======== Data in this exercise

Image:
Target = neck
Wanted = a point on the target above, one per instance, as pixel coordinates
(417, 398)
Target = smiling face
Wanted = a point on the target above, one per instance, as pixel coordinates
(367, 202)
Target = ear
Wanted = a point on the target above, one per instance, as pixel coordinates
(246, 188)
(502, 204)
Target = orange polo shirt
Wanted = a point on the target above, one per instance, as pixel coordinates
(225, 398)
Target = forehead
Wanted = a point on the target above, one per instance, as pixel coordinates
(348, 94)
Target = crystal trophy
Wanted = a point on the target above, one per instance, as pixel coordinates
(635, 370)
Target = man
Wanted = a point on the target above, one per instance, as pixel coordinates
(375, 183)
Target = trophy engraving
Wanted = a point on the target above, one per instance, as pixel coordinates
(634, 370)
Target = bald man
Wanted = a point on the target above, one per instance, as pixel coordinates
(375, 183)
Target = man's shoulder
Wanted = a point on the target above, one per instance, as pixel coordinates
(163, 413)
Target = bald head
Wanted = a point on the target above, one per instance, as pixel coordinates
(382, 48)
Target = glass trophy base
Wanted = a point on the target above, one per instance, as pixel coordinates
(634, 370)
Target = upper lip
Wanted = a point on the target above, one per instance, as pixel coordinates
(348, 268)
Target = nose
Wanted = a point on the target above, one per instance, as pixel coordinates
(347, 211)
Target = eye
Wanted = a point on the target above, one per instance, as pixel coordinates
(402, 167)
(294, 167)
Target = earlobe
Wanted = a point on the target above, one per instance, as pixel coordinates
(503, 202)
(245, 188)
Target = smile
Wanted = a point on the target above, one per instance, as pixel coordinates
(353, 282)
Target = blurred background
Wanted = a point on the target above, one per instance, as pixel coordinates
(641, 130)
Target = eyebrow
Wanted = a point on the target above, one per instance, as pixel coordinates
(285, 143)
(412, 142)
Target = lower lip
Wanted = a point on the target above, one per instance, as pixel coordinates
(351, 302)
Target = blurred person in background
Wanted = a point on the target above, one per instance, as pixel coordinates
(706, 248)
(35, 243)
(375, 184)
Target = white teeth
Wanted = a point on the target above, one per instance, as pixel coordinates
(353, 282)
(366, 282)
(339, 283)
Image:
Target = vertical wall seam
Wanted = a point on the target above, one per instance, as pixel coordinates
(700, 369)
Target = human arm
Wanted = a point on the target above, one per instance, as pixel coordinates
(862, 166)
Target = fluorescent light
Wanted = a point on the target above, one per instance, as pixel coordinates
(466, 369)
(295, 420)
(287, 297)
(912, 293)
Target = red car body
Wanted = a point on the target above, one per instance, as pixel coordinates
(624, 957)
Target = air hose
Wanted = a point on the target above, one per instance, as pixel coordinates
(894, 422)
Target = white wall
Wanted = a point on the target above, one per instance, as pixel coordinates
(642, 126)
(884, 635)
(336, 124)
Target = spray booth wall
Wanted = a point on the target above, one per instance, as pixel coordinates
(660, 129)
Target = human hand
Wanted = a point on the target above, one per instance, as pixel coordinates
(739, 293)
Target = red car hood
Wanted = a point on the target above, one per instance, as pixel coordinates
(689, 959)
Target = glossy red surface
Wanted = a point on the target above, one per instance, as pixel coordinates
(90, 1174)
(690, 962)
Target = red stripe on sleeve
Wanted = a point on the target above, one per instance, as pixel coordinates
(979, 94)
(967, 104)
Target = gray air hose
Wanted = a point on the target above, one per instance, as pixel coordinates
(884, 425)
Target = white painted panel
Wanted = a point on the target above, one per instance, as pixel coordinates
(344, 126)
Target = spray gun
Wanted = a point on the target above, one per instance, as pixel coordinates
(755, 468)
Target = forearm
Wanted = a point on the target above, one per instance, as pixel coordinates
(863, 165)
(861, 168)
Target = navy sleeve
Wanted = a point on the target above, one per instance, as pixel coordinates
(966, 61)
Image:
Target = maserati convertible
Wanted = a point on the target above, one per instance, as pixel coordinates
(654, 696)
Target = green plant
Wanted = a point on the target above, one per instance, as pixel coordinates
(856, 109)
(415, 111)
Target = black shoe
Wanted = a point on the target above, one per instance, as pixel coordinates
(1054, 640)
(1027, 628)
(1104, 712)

================
======== Data in this exercise

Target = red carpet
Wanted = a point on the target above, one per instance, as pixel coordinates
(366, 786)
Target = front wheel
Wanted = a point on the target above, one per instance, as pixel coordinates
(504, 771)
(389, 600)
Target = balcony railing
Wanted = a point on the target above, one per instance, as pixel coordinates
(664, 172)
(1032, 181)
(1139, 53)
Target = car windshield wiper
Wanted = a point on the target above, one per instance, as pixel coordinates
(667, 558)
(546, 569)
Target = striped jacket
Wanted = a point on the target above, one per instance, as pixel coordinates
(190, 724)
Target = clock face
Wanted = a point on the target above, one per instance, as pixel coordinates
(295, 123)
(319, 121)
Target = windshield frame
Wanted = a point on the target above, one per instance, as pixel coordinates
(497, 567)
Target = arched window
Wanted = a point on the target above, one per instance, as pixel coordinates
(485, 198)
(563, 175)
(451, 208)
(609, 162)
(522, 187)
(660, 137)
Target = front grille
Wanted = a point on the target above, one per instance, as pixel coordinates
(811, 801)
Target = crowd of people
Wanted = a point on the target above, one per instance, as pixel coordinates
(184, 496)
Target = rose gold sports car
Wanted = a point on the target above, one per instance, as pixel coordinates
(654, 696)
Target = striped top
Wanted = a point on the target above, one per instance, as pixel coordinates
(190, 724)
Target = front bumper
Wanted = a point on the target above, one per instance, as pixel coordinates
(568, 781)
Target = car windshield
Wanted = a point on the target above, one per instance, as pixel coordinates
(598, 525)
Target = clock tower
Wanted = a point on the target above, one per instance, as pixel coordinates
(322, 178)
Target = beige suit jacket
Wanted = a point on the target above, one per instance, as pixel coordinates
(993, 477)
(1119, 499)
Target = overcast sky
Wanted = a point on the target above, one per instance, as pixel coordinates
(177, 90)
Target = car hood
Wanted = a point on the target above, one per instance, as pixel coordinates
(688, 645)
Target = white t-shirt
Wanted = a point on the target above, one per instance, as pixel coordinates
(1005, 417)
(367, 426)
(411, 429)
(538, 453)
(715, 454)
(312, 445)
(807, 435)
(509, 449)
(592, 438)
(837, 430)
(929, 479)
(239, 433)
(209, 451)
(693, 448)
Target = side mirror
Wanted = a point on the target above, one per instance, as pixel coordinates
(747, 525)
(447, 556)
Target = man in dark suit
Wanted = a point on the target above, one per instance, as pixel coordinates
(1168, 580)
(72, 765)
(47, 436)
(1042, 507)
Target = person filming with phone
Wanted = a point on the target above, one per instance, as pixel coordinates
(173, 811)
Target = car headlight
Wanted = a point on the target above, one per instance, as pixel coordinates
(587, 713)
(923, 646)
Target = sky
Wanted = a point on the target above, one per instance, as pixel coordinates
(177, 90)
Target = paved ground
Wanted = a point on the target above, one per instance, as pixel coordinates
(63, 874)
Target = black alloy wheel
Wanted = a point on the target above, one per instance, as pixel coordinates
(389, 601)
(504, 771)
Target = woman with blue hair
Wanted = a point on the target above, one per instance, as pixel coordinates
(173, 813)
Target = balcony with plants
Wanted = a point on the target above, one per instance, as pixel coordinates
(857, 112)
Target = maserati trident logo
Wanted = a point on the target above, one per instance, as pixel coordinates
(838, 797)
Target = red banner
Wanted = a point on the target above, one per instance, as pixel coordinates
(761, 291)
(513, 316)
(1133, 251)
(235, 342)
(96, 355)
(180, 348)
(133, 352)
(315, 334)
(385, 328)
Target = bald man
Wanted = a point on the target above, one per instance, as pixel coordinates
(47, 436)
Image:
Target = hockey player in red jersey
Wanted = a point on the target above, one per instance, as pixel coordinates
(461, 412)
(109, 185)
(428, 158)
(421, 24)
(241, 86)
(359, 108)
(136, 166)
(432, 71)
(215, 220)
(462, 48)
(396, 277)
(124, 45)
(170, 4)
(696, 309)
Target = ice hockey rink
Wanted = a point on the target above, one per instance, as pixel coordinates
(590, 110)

================

* _How to complete this task_
Each line above that contains the string "with" counts once; give the number of such lines and nothing more.

* _Result of this exercise_
3